● **Bagian Teks**:
┄┄┄┄┄┄

Mohon tunggu...
Ermansyah R. Hindi
Ermansyah R. Hindi Mohon Tunggu... Free Writer, ASN

Bacalah!

Selanjutnya

Tutup

Sosbud Pilihan

Berhentilah Berdiskusi ala Orang Bijak

14 Desember 2024   15:37 Diperbarui: 30 Desember 2024   16:27 146
+
Laporkan Konten
Laporkan Akun
Kompasiana adalah platform blog. Konten ini menjadi tanggung jawab bloger dan tidak mewakili pandangan redaksi Kompas.
Lihat foto
Penulis, Ermansyah R. Hindi - Dokpri

Cara terbaik untuk mengusir rasa sumpek, bete atau rasa malas melanda diantaranya berdiskusi bersama para sohib di grup WhatsApp. Ini bukan pertama kali kami brizik di grup WA

Berulang kali saya dengan teman-teman ngobrol soal apa saja. Yang penting bunyi dan tidak perlu sepi di lorong-lorong gelap kalau pertanyaan seputar kenapa kita berkumpul di jagat maya.

┄┄┄┄┄┄

● **Tugas Tertulis**:
1 – Sebutkan semua perasaan yang menurut teks dapat diusir dengan berdiskusi bersama para sohib.
2 – Menurut teks, di mana penulis dan para sohibnya berdiskusi?
3 – Kutiplah bagian teks di antara "Sosbud Pilihan" dan "pandangan redaksi Kompas.", termasuk kedua bagian tersebut.

● **Data yang Diberikan**:
┄┄┄┄┄┄

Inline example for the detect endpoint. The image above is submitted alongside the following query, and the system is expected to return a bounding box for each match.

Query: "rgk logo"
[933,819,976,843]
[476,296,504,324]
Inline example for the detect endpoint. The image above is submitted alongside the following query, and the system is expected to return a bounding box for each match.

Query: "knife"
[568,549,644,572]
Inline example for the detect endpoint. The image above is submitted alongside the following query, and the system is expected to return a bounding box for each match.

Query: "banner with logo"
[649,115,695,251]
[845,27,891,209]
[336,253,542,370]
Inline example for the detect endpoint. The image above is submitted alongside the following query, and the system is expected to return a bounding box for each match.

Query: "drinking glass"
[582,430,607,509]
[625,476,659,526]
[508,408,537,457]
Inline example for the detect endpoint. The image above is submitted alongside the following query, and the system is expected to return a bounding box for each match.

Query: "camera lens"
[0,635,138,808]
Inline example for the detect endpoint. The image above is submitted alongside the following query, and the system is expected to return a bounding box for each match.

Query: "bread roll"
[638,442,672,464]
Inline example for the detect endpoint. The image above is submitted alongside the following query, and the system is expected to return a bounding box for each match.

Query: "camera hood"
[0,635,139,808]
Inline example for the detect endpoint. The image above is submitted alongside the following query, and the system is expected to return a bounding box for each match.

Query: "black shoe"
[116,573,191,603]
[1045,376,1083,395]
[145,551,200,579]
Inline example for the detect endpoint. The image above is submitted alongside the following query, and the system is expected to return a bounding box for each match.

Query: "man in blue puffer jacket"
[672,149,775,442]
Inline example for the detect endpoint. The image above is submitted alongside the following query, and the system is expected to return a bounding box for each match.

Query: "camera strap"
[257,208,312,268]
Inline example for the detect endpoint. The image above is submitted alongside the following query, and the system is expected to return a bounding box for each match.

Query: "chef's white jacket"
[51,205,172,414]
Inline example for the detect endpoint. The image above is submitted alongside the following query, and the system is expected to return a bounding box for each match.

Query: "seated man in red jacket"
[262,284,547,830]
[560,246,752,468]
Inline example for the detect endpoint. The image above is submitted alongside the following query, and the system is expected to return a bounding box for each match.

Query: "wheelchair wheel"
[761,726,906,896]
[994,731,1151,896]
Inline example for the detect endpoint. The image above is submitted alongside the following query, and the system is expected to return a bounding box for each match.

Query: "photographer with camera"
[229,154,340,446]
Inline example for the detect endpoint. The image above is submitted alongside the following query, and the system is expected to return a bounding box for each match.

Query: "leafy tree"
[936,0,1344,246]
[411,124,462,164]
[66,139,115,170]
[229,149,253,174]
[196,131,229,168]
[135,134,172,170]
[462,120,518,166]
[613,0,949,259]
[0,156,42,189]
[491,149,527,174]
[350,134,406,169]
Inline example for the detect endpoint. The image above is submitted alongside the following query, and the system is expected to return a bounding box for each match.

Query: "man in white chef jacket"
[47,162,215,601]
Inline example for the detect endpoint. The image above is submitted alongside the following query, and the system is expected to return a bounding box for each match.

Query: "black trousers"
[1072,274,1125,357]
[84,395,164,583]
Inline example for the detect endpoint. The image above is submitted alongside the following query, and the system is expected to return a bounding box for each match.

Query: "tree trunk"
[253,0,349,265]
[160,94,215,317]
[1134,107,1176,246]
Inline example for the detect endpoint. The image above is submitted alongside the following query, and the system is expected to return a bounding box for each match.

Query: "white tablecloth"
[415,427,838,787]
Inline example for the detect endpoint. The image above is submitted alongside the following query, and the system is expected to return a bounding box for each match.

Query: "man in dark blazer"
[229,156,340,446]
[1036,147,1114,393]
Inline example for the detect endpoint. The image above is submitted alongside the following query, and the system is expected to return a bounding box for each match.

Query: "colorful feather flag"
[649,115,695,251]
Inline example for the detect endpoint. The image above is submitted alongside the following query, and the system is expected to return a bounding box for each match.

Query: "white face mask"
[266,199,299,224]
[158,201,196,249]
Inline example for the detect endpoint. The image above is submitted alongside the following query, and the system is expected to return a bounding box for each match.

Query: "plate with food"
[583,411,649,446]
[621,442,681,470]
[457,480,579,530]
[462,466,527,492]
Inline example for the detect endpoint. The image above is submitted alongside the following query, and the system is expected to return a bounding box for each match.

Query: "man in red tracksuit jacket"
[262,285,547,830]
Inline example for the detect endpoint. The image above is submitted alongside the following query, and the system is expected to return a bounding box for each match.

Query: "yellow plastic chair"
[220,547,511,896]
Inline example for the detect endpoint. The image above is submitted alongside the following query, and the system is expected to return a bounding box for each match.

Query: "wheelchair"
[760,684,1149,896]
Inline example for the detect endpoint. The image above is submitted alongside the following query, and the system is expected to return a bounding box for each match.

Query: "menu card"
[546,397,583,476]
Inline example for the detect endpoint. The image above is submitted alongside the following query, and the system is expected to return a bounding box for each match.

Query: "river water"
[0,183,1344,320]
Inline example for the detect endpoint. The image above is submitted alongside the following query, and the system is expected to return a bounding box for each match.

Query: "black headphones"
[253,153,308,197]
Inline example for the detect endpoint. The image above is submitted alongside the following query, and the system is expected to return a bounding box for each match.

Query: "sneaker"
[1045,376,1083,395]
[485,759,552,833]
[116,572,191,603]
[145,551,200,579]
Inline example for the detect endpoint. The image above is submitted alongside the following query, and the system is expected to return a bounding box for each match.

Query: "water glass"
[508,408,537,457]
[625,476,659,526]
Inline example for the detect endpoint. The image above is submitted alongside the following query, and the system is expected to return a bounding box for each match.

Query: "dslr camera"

┄┄┄┄┄┄

● **Kunci Jawaban**:
1 – Rasa sumpek, bete, dan rasa malas.

2 – Di grup WhatsApp.

3 –
Sosbud Pilihan

Berhentilah Berdiskusi ala Orang Bijak

14 Desember 2024   15:37 Diperbarui: 30 Desember 2024   16:27 146
+
Laporkan Konten
Laporkan Akun
Kompasiana adalah platform blog. Konten ini menjadi tanggung jawab bloger dan tidak mewakili pandangan redaksi Kompas.